**Complete the following:**
- A) List every tissue that the passage on biologics as protein replacement says accumulates substrate in Gaucher's disease.
- B) In the passage on biologics as protein replacement, transcribe everything from "Deficiencies in various" down to "haemophiliacs with HIV.".

**Reading passage:**
* * *

23.02.1.1 Biologics as Replacement of a Deficient or Abnormal Protein.

Insulin has been previously indicated as the prototypical biologic medicine. Treatment by addition of exogenous insulin is the preferred treatment for type I diabetes and is used extensively in type II diabetes. However, other conditions characterised by deficiencies are treated in a similar manner.

Deficiencies in various coagulation factors typify a number of inherited bleeding disorders.  Clotting factor VIII deficiency manifests itself in haemophilia A whilst lack of factor IX results in haemophilia B. Treatment for both of these conditions is by supplementation of the missing proteins using either purified blood products or, more commonly, human recombinant proteins. The development and use of recombinant clotting factors in conjunction with better screening methods has drastically reduced the incidence of infection of haemophiliacs with HIV.

Growth failure caused by growth hormone (somatotropin) deficiency or as symptoms from pathological states such as Prader-Willi disease or Turners syndrome can be treated by exogenous administration of recombinant human growth hormone produced either in E. coli (Genotropin) or from genetically engineered mammalian cells (Saizen).

Gaucher’s disease is a lysosomal storage disease caused by a deficiency in the enzyme β-glucocerebrosidase which hydrolyses glucocerebroside to glucose and ceramide. Deficiency in this enzyme results in an accumulation of the substrate in a variety of tissues including spleen, liver, kidneys, lungs, brain and bone marrow. Types I and III, the adult forms of the disease can be treated by replacement treatment with recombinant β-glucocerebrosidase (Imiglucerase), which, when given intravenously every two weeks, can dramatically decrease liver and spleen size, reduce skeletal abnormalities, and reverse other manifestations.

* * *

**Data excerpts:**

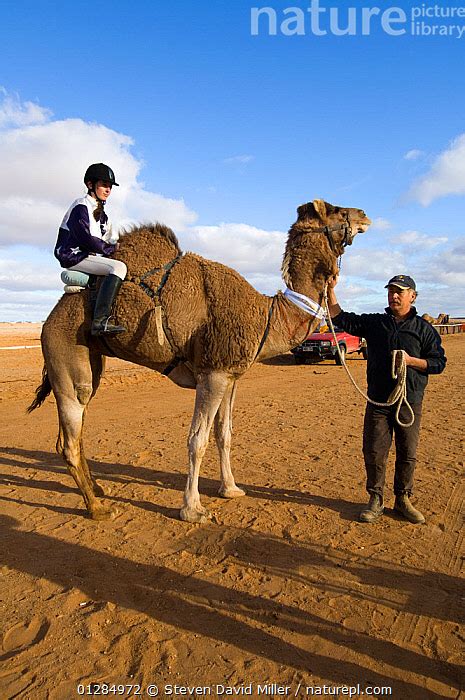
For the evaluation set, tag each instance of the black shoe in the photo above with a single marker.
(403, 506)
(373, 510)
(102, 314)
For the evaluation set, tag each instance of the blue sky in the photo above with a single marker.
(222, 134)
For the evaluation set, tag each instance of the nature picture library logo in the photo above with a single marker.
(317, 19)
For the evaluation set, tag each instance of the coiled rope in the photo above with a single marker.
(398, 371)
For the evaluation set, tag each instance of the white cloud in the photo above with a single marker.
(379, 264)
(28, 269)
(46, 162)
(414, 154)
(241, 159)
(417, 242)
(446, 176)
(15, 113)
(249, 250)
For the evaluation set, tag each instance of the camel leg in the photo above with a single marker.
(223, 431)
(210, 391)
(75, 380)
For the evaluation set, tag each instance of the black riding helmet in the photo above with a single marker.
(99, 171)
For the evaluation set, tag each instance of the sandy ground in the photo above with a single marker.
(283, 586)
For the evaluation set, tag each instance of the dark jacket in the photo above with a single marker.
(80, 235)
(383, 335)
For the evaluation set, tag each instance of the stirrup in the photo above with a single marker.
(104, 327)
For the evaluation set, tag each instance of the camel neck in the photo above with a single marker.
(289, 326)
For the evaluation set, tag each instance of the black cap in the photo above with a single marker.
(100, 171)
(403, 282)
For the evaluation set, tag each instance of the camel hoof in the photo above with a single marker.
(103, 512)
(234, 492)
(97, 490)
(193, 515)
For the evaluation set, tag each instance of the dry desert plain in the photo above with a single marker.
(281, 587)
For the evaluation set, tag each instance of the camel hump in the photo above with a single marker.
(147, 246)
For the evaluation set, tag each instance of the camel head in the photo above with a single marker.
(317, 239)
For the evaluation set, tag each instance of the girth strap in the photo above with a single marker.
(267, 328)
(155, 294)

* * *

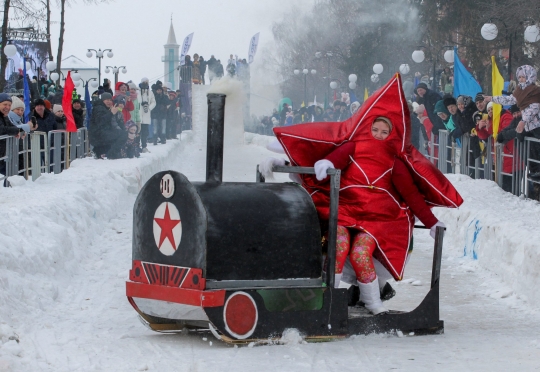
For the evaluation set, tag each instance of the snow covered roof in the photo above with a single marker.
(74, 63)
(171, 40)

* * *

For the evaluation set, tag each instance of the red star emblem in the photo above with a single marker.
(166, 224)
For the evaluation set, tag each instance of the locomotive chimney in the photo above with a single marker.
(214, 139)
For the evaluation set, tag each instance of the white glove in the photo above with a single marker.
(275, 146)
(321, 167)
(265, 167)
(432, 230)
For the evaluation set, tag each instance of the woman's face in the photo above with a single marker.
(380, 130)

* * *

**Responses per task:**
- A) spleen, liver, kidneys, lungs, brain, bone marrow

- B)
Deficiencies in various coagulation factors typify a number of inherited bleeding disorders.  Clotting factor VIII deficiency manifests itself in haemophilia A whilst lack of factor IX results in haemophilia B. Treatment for both of these conditions is by supplementation of the missing proteins using either purified blood products or, more commonly, human recombinant proteins. The development and use of recombinant clotting factors in conjunction with better screening methods has drastically reduced the incidence of infection of haemophiliacs with HIV.